[Records from a data source]
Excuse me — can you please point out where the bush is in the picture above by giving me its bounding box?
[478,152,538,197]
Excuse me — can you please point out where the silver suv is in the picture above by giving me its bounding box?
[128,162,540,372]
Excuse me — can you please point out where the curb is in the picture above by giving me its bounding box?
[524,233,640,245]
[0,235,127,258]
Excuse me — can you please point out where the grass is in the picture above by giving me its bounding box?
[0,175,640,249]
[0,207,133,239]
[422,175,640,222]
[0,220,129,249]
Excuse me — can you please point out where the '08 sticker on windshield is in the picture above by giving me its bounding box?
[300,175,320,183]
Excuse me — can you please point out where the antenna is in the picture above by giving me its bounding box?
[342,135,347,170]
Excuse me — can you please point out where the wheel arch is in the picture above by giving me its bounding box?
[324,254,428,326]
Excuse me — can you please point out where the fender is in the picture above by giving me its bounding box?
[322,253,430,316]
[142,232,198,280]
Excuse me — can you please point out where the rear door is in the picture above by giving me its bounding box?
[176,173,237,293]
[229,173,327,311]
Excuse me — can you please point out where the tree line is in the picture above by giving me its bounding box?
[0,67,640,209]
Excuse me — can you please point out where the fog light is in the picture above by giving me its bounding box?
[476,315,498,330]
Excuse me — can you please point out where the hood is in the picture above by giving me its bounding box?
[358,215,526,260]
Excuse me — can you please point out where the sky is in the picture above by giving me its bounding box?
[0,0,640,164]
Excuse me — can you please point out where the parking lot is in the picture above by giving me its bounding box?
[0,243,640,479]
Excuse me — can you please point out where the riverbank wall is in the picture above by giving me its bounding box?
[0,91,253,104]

= Task instructions =
Copy these entries word for word.

= Output =
Excuse me — can you please point out where the bush is in the picture above by giving me its bounding box?
[478,152,538,197]
Excuse me — can you please point out where the silver suv is in the picture above by giving me its bounding box?
[128,162,540,372]
Excuse me — can you please point out where the curb is in the picture above by giving me its bounding box?
[524,233,640,245]
[0,235,127,258]
Excuse me — can you please point out where the grass is in the picture above by giving me its bounding box?
[0,175,640,249]
[0,207,133,239]
[422,175,640,222]
[0,220,129,249]
Excuse me — can you please point out where the '08 sticker on windshield is in the picture above by giving me its bounding box?
[300,175,320,183]
Excuse me — can you please point out where the antenna is in the picture above by giving me its bounding box?
[342,135,347,170]
Excuse me — can you please point out where the wheel arch is in the picture above by giving me its bounding box?
[324,254,428,326]
Excuse me — can you please point out where the fender is in the picture above by giving me its bounding box?
[322,253,430,316]
[142,232,198,280]
Excuse me — can you please point out where the rear door is in the picture above by giving me its bounding box?
[176,173,237,293]
[229,173,327,311]
Excuse me — can you please point out where the tree line is in the picture above by giving me its bounding box?
[0,67,640,209]
Excuse me — can you please point out where the fog light is in the picture above by giving me its bounding box?
[476,315,498,330]
Excuse me — can you please point out where the hood is in the picture above by giving me its bounding box?
[358,215,526,260]
Excuse me — can you please point out where the sky is in the picture above by giving me its bounding box?
[0,0,640,164]
Excuse me — can you please point out where the parking lot is in the picture above by giving me its bounding box?
[0,243,640,479]
Excuse me — can you please point out where the riverbank wall is in the picture above by giving me its bounding box?
[0,91,253,104]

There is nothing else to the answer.